### Reading text
****************************************

First, an obvious point is that the linear properties of the Lebesgue integral become less apparent. In Lebesgue integration, a significant amount of space is devoted to proving that: \[ \int_a^b f(x)dx + \int_a^b g(x)dx=\int_a^b [f(x)+g(x)]dx \] While in Riemann integration, this is almost obviously true. This might be one of the reasons why Riemann integration is always used to define integration when first learning calculus—it's intuitive.
Furthermore, there are some insurmountable shortcomings. Using the Dirichlet function as inspiration, it is easy to construct examples that are Riemann non-integrable but Lebesgue integrable. Is there a reverse case? The answer is yes!
We can find the problem in the "countable partitioning" of Lebesgue integration mentioned earlier. Lebesgue integration immediately allows countably many intervals to approximate and then calculates the sum of the function over these countably many intervals. Since it directly uses countable partitioning and then sums them up without a specific order, this summation process does not consider order. We know that a series for which the order of summation does not matter is what we call an absolutely convergent series. Thus, we can sense that Lebesgue integration must be absolutely convergent (in the sense of Riemann integration).
However, many practical integrals are not absolutely convergent. For example, the integral: \[ \int_{-\infty}^{+\infty} \frac{\sin x}{x}dx \] is only conditionally convergent, not absolutely convergent. Therefore, in the sense of Lebesgue integration, it is not integrable! As for Riemann integration, interpreting it as: \[ \lim_{N\to\infty}\int_{-N}^{+N} \frac{\sin x}{x}dx \] yields a meaningful result. This feels somewhat ironic. "Countable partitioning" was originally introduced to improve upon the weaknesses of Riemann integration, but here, it becomes its own weakness. It seems that "extremes turn into their opposites," and there is no universal solution. Please look at the following example.
Let's talk about probability theory and consider the following question:
If you randomly pick a number from the natural numbers, what is the probability of picking 1?
Obviously 0? Our intuition says 0, but according to the modern axiomatic definition, this probability does not exist!! You cannot define this probability!!
Let's look at the axiomatic definition of probability:
For every event A, if the function P(A) satisfies the following conditions, then P(A) is the probability of A: 1. Non-negativity: P(A) is non-negative; 2. Normality: For the certain event S, P(S) = 1; 3. Countable additivity: The probability of the union of mutually exclusive events is the sum of the probabilities of each event.

****************************************

### Supplied information
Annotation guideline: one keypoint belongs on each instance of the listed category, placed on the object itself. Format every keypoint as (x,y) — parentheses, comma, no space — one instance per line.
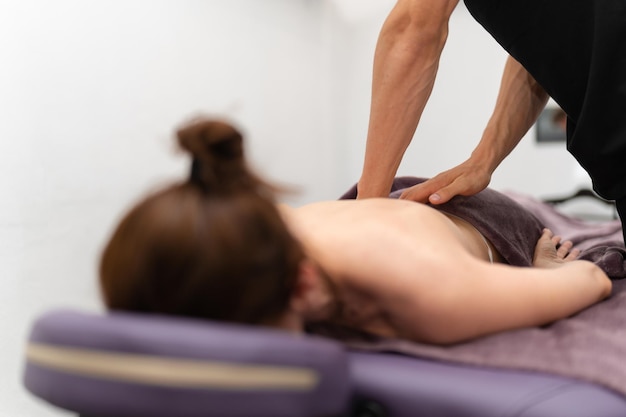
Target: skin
(405,67)
(401,269)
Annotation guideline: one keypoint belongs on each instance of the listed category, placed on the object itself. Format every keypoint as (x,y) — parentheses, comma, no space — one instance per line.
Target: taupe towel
(590,345)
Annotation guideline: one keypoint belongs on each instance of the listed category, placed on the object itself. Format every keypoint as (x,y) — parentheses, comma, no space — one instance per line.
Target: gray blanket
(590,345)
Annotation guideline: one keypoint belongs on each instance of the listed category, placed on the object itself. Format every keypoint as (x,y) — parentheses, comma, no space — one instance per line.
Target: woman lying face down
(217,246)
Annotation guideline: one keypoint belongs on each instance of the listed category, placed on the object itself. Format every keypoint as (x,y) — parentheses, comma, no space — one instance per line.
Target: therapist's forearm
(405,66)
(520,101)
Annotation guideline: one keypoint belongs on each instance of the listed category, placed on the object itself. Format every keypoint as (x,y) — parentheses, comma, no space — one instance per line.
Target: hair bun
(208,140)
(218,162)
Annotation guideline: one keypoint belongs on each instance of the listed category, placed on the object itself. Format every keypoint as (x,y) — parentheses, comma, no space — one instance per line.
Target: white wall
(91,90)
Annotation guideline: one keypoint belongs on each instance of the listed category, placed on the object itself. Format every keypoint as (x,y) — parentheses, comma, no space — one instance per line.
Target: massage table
(134,365)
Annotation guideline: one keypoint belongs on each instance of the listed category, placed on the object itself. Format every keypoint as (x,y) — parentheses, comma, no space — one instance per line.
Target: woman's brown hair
(213,246)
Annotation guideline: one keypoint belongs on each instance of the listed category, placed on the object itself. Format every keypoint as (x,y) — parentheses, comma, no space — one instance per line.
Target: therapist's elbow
(417,34)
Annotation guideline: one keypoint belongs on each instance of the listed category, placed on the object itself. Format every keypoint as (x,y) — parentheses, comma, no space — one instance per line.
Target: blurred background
(90,92)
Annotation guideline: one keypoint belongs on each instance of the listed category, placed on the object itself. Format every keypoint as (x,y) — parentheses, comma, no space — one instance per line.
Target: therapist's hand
(466,179)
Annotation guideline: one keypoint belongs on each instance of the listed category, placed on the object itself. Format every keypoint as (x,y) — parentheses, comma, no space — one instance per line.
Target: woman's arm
(468,299)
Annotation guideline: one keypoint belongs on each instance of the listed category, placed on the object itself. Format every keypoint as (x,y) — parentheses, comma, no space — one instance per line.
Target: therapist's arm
(405,65)
(520,101)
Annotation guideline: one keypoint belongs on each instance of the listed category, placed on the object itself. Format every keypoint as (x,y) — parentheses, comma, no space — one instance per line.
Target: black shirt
(576,50)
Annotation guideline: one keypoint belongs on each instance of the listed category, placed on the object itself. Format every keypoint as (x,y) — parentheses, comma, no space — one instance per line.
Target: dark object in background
(550,126)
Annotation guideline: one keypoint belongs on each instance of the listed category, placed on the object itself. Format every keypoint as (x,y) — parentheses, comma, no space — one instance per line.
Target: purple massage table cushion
(130,365)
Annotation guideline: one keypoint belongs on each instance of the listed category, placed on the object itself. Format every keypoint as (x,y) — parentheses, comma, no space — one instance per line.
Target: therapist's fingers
(441,188)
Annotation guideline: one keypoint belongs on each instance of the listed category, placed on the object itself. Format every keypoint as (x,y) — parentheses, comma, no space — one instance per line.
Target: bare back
(403,269)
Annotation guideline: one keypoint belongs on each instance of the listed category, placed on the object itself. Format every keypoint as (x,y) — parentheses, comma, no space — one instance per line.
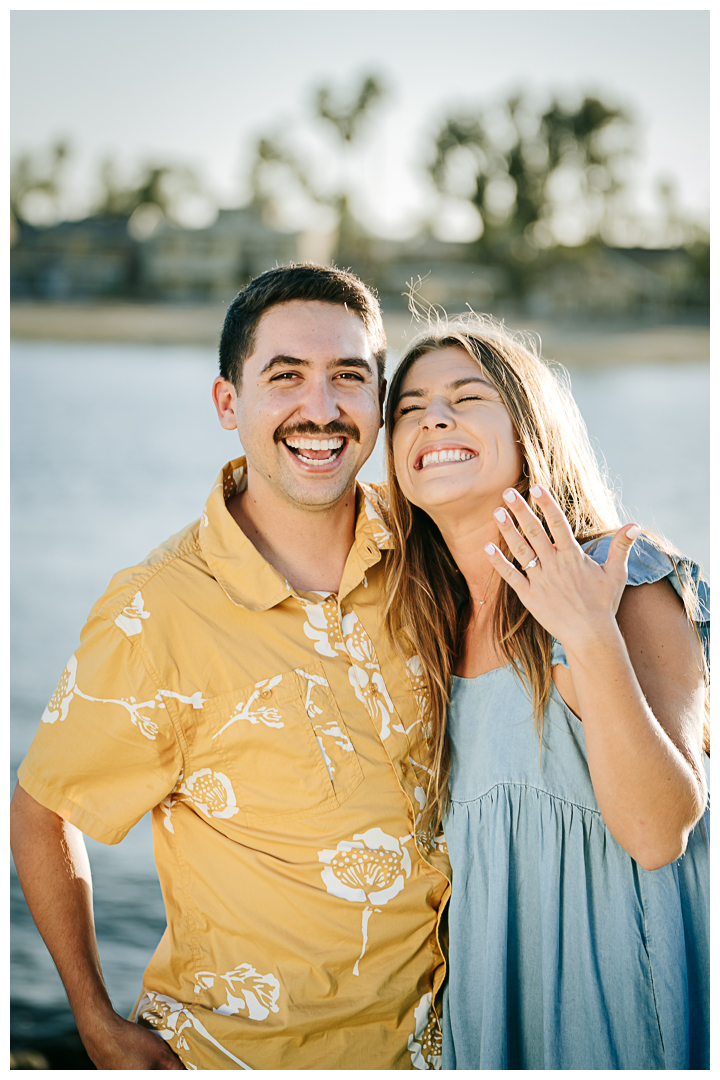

****************************************

### Written instruction A
Can you reproduce the passage on integration word for word, from "Obviously 0? Our" up to and including "define this probability!!"?
### Written instruction B
What conditions does the passage on integration list in the axiomatic definition of probability?
### Written instruction C
According to the passage on integration, what happens to the probability of picking 1 at random from the natural numbers under the modern axiomatic definition?
You won't need the rows for any of this.

### Final result A
Obviously 0? Our intuition says 0, but according to the modern axiomatic definition, this probability does not exist!! You cannot define this probability!!

### Final result B
Non-negativity, normality, and countable additivity.

### Final result C
The probability does not exist and cannot be defined.